[Libguestfs] [libnbd PATCH v2 02/12] api: Fix nbd_can_meta_context if NBD_OPT_SET_META_CONTEXT fails

Laszlo Ersek lersek at redhat.com
Thu Sep 1 09:04:09 UTC 2022


On 08/31/22 16:39, Eric Blake wrote:
> If a server replies to NBD_OPT_SET_META_CONTEXT first with
> NBD_REP_META_CONTEXT, then with NBD_REP_ERR_*, we have already
> modified h->meta_contexts, but fail to clean it up before moving on to
> OPT_GO in the OPT_META_CONTEXT.CHECK_REPLY's default: handler (this
> corner-case bug has been present since we got meta context support
> working back in commits a97e2779 and 1b560b62).  Per the NBD spec,
> because the overall SET_META_CONTEXT did not succeed, we should
> therefore not attempt NBD_CMD_BLOCK_STATUS; but because
> h->meta_contexts was left non-empty, we mistakenly report
> nbd_can_meta_context(first_string) as true, and allow
> nbd_block_status() to proceed; this forms a protocol violation not
> pre-filtered by our usual litany of nbd_set_strict_mode() checks, and
> therefore we can trigger unspecified server behavior.
> 
> Rather than open-code a cleanup loop on all error paths, I instead fix
> the problem by adding a meta_valid witness that is only set to true in
> select places.  The obvious place is when handling NBD_REP_ACK; but it
> also makes sense if we didn't call NBD_OPT_SET_META_CONTEXT at all: if
> negotiating structured replies failed (including oldstyle servers), or
> if the user never called nbd_add_meta_context() and therefore doesn't
> care (blindly returning 0 to nbd_can_meta_context() in those cases is
> fine; our existing tests/oldstyle and tests/newstyle-limited cover
> that).  However, whereas we previously always returned a 0/1 answer
> for nbd_can_meta_context once we are in transmission phase, this new
> witness now means that in the corner case of explicit server failure
> to NBD_OPT_SET_META_CONTEXT, nbd_can_meta_context() returns -1 to call
> attention to the earlier server failure (although it is something that
> is unlikely enough in practice that I doubt anyone will experience it
> in the wild).

Stored records:
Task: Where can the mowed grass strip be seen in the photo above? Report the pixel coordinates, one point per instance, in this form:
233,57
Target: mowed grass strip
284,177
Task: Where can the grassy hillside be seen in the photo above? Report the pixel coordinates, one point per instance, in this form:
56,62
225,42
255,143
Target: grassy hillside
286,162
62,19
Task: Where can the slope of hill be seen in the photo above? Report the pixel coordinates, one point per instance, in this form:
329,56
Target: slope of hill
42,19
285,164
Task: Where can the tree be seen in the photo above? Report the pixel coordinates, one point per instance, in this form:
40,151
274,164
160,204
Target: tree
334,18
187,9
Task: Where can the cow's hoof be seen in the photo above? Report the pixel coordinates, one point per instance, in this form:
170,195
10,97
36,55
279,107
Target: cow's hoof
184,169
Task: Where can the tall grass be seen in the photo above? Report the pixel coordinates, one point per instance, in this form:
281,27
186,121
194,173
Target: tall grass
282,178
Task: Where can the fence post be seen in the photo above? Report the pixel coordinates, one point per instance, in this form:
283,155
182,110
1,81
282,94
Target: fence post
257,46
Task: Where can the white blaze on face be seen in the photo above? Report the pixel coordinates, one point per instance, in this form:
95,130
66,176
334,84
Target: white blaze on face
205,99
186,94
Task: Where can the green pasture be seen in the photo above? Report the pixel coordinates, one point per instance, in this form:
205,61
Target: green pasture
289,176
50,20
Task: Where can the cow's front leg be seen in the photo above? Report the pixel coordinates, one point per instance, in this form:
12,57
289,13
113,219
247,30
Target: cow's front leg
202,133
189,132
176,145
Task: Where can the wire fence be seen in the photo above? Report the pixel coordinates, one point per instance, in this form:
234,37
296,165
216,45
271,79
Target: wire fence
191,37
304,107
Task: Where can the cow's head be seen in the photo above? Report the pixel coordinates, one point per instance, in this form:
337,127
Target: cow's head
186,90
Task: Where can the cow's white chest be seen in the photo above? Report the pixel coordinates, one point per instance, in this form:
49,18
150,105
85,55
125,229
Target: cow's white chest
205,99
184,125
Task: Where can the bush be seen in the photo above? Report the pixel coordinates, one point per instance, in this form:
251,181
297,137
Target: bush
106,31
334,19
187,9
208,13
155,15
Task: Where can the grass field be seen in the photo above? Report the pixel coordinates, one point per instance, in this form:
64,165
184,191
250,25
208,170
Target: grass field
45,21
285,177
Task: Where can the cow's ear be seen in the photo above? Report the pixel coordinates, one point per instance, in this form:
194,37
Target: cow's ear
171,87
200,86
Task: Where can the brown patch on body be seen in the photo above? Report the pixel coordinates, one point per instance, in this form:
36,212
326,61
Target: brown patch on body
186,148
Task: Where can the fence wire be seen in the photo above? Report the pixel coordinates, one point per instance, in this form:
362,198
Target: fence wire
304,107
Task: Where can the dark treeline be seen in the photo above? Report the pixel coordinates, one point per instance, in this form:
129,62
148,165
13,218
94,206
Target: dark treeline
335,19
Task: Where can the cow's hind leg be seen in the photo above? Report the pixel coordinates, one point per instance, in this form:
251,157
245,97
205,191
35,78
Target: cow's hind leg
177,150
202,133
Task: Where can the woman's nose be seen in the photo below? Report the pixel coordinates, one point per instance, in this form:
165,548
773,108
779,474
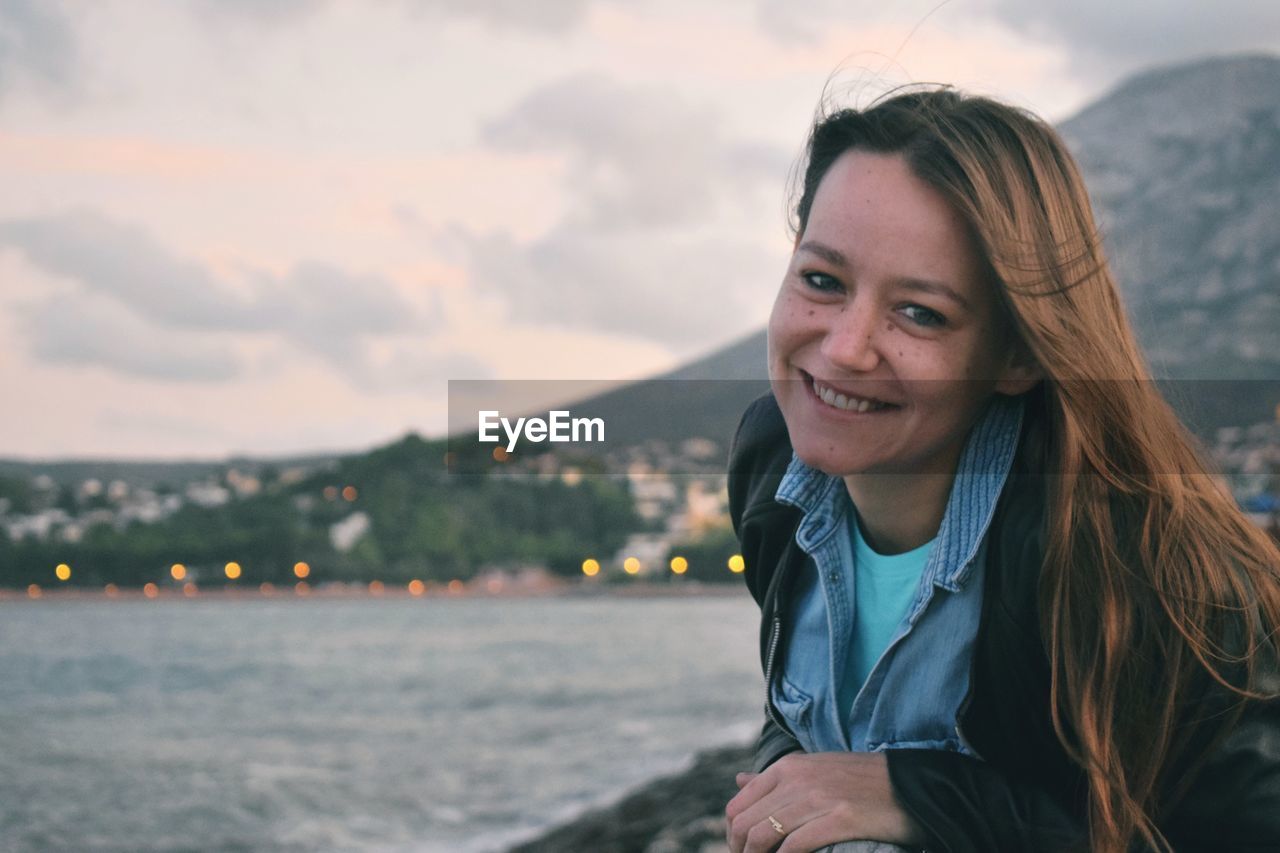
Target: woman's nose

Request:
In the libnbd patch review above, which distinct identifiers begin with the capitalized prefix "NBD_"? List each one once.

Solution for this exercise:
NBD_OPT_SET_META_CONTEXT
NBD_REP_META_CONTEXT
NBD_REP_ERR_*
NBD_CMD_BLOCK_STATUS
NBD_REP_ACK